Written problem – Copy the stretch from the line containing "Identify each instance of the small" through the end of the lines, swapping "marker" for "pin" everywhere it occurs and leaving everything else unchanged.
------------------------------------------------
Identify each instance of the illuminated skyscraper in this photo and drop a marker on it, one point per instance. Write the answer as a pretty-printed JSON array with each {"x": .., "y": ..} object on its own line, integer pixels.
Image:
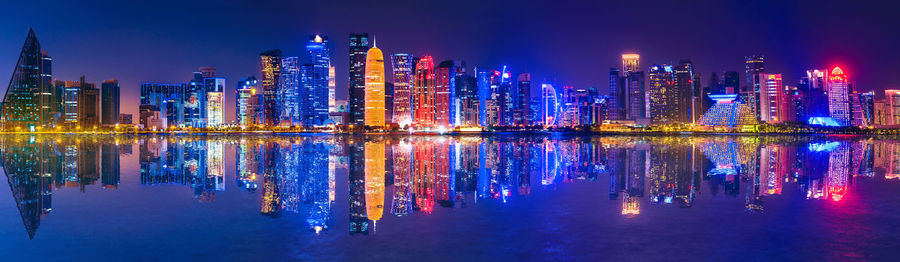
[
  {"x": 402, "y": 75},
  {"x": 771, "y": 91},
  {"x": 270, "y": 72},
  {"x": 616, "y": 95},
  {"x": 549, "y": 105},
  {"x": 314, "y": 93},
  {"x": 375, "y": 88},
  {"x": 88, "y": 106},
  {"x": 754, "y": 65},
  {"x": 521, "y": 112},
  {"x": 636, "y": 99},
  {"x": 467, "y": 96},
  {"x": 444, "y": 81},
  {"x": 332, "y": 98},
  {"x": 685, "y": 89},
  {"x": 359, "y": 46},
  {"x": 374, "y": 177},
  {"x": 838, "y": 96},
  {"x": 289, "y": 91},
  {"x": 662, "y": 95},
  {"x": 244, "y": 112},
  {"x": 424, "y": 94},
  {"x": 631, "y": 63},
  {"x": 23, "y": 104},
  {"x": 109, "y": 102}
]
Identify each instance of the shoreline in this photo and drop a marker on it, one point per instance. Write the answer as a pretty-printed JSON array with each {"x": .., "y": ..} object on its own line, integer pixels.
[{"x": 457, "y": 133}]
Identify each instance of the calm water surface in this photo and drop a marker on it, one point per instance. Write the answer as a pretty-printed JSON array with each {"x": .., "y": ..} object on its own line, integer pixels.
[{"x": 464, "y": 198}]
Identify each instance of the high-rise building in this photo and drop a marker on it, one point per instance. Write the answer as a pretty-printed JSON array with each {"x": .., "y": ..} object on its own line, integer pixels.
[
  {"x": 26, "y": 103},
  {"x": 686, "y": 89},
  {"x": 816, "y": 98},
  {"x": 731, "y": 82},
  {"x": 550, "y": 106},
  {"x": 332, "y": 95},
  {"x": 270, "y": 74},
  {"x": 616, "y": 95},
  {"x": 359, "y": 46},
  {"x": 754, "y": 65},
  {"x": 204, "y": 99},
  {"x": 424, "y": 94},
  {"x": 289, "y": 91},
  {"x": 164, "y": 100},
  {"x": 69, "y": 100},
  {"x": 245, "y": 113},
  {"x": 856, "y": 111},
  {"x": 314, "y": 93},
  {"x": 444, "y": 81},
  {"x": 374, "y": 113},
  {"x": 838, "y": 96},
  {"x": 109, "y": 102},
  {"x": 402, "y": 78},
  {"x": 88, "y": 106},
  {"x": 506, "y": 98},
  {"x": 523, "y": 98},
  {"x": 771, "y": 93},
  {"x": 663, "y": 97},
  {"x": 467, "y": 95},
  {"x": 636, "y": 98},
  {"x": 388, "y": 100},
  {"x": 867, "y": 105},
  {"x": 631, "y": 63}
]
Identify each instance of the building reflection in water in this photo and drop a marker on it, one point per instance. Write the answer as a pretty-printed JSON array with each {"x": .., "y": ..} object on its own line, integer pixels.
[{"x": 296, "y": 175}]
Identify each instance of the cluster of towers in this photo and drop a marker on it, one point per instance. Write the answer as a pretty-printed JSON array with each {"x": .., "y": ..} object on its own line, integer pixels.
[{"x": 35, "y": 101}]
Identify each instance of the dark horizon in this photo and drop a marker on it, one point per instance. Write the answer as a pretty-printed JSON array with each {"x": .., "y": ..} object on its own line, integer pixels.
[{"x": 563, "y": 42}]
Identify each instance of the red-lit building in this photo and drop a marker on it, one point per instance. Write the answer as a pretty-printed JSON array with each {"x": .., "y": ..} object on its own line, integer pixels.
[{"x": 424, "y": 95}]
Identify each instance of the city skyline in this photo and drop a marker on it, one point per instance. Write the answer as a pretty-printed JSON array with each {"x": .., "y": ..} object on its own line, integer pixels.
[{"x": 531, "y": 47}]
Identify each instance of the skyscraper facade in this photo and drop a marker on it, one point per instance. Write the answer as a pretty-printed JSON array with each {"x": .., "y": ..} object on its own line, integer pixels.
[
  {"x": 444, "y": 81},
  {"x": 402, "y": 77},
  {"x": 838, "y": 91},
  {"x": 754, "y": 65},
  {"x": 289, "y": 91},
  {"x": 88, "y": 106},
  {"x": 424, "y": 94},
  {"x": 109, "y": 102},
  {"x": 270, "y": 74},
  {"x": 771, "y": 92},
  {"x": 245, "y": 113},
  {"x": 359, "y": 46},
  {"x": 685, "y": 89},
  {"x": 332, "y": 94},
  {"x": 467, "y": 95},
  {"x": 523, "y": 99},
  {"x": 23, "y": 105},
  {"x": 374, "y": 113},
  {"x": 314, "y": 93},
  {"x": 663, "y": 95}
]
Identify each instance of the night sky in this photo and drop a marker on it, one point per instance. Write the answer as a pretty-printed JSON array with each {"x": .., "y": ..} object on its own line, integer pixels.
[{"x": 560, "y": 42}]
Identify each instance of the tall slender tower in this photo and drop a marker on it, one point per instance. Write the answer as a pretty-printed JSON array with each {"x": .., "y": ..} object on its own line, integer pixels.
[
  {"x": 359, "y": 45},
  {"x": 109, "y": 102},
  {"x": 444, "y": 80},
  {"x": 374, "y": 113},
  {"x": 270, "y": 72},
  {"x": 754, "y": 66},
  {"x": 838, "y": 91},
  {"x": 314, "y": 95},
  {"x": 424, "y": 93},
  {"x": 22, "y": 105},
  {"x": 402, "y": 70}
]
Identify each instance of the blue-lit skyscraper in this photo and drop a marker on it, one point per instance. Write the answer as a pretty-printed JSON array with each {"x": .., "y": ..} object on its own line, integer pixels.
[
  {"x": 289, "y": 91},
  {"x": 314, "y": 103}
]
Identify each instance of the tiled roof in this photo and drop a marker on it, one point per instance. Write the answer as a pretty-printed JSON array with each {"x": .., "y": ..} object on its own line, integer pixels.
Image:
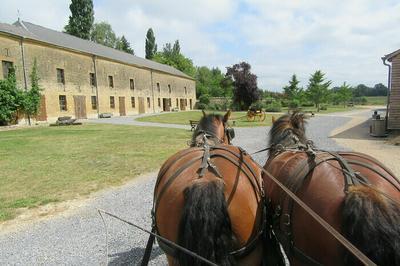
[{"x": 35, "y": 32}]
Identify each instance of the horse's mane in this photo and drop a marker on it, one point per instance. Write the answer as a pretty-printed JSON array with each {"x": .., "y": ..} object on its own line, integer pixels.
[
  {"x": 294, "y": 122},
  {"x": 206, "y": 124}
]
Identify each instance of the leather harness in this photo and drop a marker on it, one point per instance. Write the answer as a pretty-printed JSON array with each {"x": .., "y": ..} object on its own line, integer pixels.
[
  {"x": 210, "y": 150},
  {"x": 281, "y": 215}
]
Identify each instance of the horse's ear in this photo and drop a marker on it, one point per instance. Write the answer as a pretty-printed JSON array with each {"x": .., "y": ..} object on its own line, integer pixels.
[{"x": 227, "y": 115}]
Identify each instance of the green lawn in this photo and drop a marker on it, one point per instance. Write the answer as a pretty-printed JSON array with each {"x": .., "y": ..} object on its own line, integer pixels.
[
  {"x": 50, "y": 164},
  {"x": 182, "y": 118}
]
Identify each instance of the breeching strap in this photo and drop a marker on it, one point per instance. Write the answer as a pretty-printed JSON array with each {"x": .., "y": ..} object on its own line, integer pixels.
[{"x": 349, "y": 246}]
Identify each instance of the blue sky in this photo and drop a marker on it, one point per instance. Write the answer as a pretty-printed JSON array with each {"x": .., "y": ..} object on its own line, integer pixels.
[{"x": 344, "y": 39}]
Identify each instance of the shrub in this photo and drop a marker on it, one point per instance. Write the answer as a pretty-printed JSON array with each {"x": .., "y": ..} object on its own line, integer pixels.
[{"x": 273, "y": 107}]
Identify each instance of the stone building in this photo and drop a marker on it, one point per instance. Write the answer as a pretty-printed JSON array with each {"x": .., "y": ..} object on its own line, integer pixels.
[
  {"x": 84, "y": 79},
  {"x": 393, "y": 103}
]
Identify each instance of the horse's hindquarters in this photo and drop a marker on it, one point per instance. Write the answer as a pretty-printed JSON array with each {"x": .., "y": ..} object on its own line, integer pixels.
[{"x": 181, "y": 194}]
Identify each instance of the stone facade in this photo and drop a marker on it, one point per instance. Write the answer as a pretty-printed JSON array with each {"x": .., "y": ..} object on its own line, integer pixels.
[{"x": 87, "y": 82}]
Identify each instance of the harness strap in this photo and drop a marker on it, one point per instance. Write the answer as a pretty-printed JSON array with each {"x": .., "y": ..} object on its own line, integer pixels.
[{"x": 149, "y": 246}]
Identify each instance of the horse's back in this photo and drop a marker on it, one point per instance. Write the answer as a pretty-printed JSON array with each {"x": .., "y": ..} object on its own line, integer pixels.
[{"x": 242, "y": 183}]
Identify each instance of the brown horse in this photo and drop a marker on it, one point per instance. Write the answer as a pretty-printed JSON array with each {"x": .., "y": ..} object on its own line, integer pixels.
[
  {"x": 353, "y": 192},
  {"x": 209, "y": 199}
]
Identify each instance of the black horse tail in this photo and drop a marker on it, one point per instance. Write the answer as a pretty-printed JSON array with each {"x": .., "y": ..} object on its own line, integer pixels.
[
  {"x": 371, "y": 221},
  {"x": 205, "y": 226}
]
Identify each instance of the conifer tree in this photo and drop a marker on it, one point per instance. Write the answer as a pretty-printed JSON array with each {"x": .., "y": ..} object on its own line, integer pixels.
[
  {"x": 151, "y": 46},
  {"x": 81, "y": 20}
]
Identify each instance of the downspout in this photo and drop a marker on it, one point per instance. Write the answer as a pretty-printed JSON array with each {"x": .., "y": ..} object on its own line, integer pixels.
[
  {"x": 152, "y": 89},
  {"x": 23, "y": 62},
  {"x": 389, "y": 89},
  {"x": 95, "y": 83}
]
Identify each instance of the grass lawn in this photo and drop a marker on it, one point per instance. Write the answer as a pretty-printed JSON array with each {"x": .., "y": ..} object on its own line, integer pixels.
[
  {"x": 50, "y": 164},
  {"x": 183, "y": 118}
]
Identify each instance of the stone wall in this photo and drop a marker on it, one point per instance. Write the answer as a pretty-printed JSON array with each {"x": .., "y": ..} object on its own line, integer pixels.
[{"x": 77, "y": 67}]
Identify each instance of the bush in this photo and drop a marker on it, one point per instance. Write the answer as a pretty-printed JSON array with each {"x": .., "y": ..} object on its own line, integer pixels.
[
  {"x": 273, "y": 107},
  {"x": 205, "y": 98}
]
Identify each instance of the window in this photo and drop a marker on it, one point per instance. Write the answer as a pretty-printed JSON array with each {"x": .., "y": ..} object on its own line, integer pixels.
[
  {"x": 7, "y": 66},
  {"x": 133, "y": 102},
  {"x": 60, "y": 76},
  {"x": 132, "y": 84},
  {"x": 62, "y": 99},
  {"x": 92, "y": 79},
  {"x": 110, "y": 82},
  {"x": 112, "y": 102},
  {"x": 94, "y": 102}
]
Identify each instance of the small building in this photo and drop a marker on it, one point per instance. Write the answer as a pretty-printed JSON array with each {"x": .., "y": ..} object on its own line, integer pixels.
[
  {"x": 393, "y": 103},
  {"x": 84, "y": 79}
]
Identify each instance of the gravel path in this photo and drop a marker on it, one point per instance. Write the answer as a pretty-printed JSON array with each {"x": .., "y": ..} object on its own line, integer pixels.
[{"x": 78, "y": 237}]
------------------------------------------------
Written reply –
Identify each instance of the small building in this photo and drop a pin on it, one point per instance. Write the answer as a pretty-printed JSON array with each {"x": .., "y": ..} object on its own line, integer pixels.
[
  {"x": 393, "y": 103},
  {"x": 84, "y": 79}
]
Identify each instance of the gravel path in this photo and drop a pin on it, one point per instance. Write the answer as a pretty-printed JSON array with each {"x": .., "y": ..} object on its own line, integer pixels.
[{"x": 78, "y": 237}]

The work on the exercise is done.